§ READING TEXT:

The new law takes effect Thursday. Democratic Gov. Laura Kelly vetoed the measure but the Legislature’s GOP supermajorities overrode it last week as Republican state lawmakers across the U.S. have pursued another round of measures to roll back transgender rights.
The bill prohibits documents from listing any sex other than the one assigned birth and invalidates any that reflect a conflicting gender identity. Florida, Tennessee and Texas also don’t allow driver’s licenses to reflect a trans person’s gender identity, and at least eight states besides Kansas have policies that bar trans residents from changing their birth certificates.
But only Kansas’ law requires reversing changes previously made for trans residents. Kansas officials expect to cancel about 1,700 driver’s licenses and issue new birth certificates for up to 1,800 people.
“It tells me that Kansas Republicans are interested in being on the vanguard of the culture war and in a race to the bottom,” said Democratic state Rep. Abi Boatman, a transgender Air Force veteran appointed in January to fill a vacant Wichita seat.
Kansas’ new law enjoyed nearly unanimous GOP support. It is the latest success in what has become an annual effort to further roll back transgender rights by Republicans in statehouses across the U.S., bolstered by policies and rhetoric from President Donald Trump’s administration.

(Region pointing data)
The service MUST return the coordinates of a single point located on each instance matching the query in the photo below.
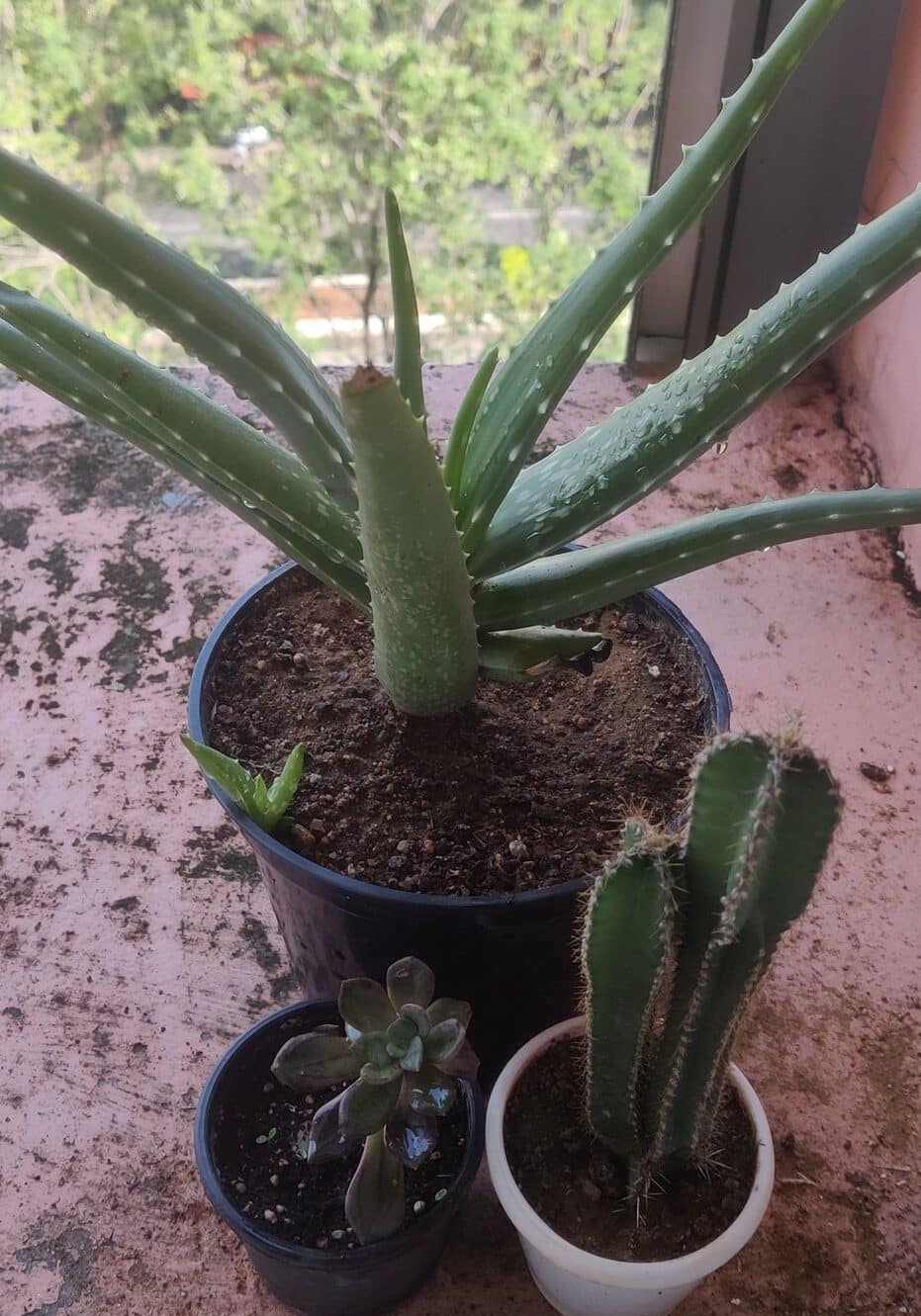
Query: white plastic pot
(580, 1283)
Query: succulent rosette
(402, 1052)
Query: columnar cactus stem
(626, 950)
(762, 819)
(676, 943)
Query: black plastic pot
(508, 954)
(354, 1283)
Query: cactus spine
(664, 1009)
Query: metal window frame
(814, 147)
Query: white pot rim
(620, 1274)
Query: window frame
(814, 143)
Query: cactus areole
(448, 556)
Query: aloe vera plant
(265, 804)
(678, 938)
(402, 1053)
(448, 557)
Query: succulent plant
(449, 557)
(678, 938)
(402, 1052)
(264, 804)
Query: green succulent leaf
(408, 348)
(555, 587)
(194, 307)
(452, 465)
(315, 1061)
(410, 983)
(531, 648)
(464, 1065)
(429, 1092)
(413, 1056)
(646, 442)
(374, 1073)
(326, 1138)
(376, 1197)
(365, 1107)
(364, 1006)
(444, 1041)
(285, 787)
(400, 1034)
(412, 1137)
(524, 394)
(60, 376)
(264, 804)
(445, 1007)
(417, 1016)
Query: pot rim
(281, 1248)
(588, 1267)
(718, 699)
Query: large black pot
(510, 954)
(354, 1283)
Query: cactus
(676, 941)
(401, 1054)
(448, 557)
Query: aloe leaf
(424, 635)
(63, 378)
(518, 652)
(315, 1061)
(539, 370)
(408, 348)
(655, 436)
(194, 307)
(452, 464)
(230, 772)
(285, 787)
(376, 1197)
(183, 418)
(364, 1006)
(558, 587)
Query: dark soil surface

---

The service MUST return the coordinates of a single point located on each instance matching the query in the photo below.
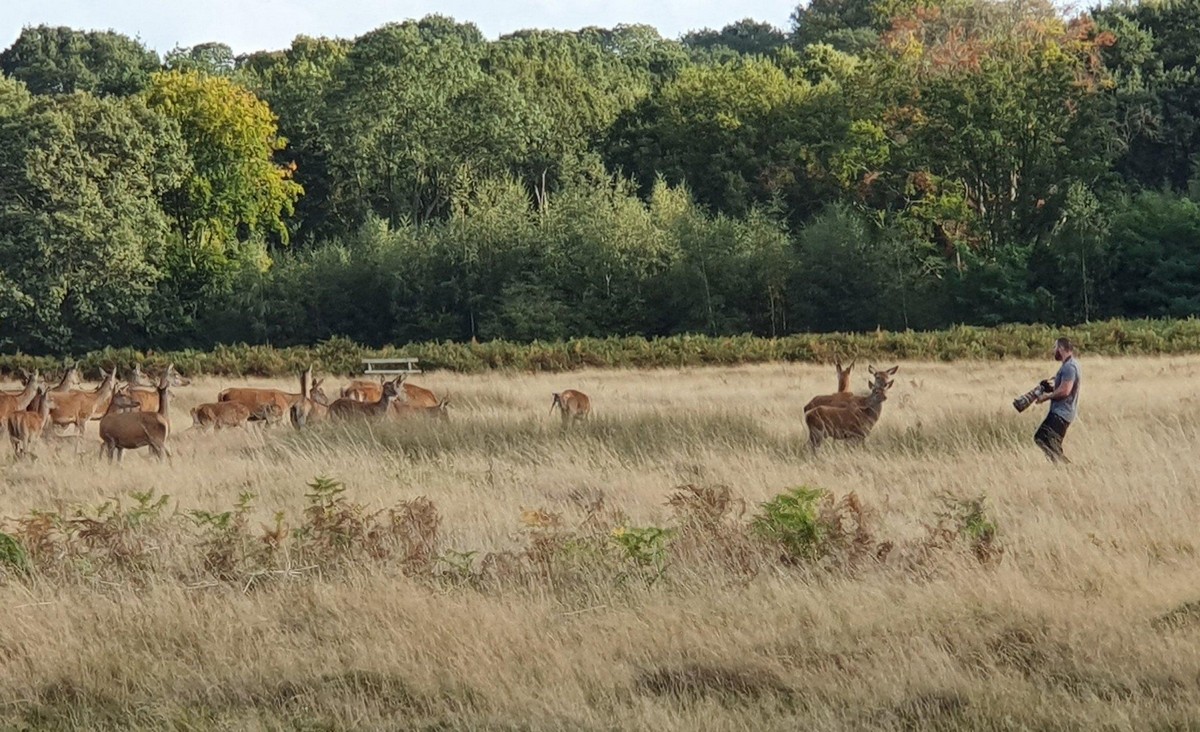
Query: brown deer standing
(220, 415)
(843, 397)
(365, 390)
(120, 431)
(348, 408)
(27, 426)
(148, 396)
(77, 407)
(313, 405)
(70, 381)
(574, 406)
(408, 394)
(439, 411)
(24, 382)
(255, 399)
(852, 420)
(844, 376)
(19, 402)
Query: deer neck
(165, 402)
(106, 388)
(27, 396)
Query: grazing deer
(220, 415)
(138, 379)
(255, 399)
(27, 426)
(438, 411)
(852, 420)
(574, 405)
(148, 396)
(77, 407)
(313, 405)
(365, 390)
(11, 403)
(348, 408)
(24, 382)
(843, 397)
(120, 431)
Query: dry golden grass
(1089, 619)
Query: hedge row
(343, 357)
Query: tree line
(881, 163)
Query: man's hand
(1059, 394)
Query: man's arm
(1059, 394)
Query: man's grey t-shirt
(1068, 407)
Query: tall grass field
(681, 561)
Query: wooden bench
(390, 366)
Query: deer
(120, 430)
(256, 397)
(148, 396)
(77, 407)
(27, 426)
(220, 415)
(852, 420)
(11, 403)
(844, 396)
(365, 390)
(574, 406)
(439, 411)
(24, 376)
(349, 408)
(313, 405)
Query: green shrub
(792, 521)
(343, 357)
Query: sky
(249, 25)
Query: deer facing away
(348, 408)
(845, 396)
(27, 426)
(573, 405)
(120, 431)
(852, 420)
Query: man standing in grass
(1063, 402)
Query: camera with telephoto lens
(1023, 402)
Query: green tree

§ PARTS OF THE EXERCISE:
A. In the article on the Kansas identity-document law, retype the passage from "The bill prohibits" up to and including "their birth certificates.".
B. Write a continuation of the article on the Kansas identity-document law, picking up after its final sentence.
The records aren't needed for this work.

§ SET OF ANSWERS:
A.
The bill prohibits documents from listing any sex other than the one assigned birth and invalidates any that reflect a conflicting gender identity. Florida, Tennessee and Texas also don’t allow driver’s licenses to reflect a trans person’s gender identity, and at least eight states besides Kansas have policies that bar trans residents from changing their birth certificates.

B.
Trump and other Republicans attack research-backed conclusions that gender can change or be fluid as radical “gender ideology.” GOP lawmakers in Kansas regularly describe transgender girls and women as male and as they say they’re protecting women.
Like fellow Republicans, Kansas Senate Majority Leader Chase Blaisi said Trump’s reelection and other GOP victories in 2024 show that voters want “to return to common sense” on gender.
“When I go home, people believe there are just two sexes, male and female,” Blasi said. “It’s basic biology I learned in high school.”
Kelly supports transgender rights, but GOP lawmakers have overridden her vetoes three of the past four years. Kansas bans gender-affirming care for minors and bars transgender women and girls from female sports teams, kindergarten through college.
Transgender people can’t use public restrooms, locker rooms or other single-sex facilities associated with their gender identities, though there was no enforcement mechanism until this year’s law added tough new provisions.
Transgender people have said carrying IDs that misgender them opens them to intrusive questions, harassment and even violence when they show it to police, merchants, and others.
In 2023, Republicans halted changes in Kansas birth certificates and driver’s licenses by enacting a measure ending the state’s legal recognition of trans residents’ gender identities. Though the law didn’t mention either document, it legally defined male and female by a person’s “biological reproductive system” at birth.
However, a lawsuit led to state court decisions that last year permitted driver’s license changes to resume.
Legislators in at least seven other states are considering bills to prevent transgender people from changing one or both documents, according to a search using the bill-tracking software Plural.
But none would reverse past changes.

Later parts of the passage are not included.